● JOB 1
Please count how many lines in the records below contain the string "tray", matching case exactly, and give only that number.
— START QUOTED PASSAGE —
I agree that the OSD level (storage nodes) is where the
encoding/reconstruct should be.   From an overall solution
perspective, client nodes are sized for the apps they are deploying.
It would be a real push to get them to also over provision app/client
servers to take on the additional processing needed for encoding, etc.
  Better to have this as part of the storage node sizing criteria; is
the end user is going to use erasure-encoding or replication or both
(different pools) on the same storage node platform.

Harvey

On Fri, Jun 21, 2013 at 5:08 PM, Paul Von-Stamwitz
<PVonStamwitz@xxxxxxxxxxxxxx> wrote:
>
> On 06/21/2013 1:29 AM, Loic Dachary wrote:
>>
>> On 06/21/2013 03:23 AM, Paul Von-Stamwitz wrote:
>> >
>> > On 06/20/2013 11:26 PM, Loic Dachary wrote:
>> >>
>> >> I wrote down a short description of the read/write path I plan to
>> >> implement in ceph :
>> > https://github.com/dachary/ceph/blob/wip-
>> 4929/doc/dev/osd_internals/erasure-code.rst.
>> >> A quick look at the drawings will hopefully give you an idea. Each OSD
>> is > a disk connected to the others over the network. Although I chose
>> K+M
>> = 5 > I suspect the most common use case will be around K+M = 7+3 = 10
>> >
>> > Hi Loic,
>> >
>> > A couple questions regarding your proposal:
>> >
>> > Where would encode/decode occur? Client or OSD? Previous discussions
>> seemed to want it at the OSD level. Your proposal seems that it could be
>> either.
>>
>> I think it should be in the OSD. Although it would be possible to
>> implement it in the client, it would have to be implemented in the OSD
>> anyway for scrubbing. Therefore I think it is simpler to implement it in
>> the OSD as a first step.
— END QUOTED PASSAGE —
— START DATASET EXCERPTS —
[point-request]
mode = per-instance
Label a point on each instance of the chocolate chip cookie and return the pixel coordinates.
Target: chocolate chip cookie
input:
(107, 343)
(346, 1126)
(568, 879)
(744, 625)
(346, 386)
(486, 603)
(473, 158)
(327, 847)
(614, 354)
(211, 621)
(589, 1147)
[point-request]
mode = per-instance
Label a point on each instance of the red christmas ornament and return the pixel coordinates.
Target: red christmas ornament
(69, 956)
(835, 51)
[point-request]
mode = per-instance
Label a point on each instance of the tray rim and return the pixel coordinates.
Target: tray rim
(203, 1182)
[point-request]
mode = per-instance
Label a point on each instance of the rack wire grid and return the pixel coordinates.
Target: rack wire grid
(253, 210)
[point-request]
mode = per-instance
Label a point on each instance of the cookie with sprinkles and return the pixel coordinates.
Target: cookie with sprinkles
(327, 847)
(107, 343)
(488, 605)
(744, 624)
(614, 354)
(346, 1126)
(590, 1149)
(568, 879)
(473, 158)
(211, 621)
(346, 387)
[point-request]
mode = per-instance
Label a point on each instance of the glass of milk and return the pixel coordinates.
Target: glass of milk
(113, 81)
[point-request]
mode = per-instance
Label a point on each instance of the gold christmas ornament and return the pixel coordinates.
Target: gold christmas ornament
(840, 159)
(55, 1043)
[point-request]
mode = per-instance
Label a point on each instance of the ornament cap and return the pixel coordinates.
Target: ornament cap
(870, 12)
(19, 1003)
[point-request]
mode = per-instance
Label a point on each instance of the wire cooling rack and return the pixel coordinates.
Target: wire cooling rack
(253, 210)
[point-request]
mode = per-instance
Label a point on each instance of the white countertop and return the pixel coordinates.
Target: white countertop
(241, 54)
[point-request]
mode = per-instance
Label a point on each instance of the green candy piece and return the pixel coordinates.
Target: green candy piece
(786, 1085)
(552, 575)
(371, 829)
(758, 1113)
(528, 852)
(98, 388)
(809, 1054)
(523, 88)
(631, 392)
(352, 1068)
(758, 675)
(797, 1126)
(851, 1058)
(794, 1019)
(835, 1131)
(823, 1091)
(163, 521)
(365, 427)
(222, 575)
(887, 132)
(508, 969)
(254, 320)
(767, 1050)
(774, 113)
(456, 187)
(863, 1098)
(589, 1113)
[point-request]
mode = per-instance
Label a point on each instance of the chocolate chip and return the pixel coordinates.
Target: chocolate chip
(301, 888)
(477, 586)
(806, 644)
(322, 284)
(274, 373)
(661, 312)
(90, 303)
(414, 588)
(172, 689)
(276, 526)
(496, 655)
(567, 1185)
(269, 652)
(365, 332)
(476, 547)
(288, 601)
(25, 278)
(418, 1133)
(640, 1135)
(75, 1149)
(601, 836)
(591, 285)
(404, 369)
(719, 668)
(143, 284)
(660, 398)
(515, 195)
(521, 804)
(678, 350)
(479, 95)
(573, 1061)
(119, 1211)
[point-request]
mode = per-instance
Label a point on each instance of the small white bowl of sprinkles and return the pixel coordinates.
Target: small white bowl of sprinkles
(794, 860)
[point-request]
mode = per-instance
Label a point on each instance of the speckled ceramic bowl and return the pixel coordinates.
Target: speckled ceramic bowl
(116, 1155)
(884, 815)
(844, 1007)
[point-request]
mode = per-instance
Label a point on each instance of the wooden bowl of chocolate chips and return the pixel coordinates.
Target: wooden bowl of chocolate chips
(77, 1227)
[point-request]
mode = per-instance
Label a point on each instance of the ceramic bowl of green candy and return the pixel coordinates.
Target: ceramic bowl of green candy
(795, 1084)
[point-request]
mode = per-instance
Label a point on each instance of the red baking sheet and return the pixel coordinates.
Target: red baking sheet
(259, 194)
— END DATASET EXCERPTS —
● JOB 2
Name every person mentioned in the email thread on erasure coding.

● OUTPUT 1
2

● OUTPUT 2
Harvey, Paul Von-Stamwitz, Loic Dachary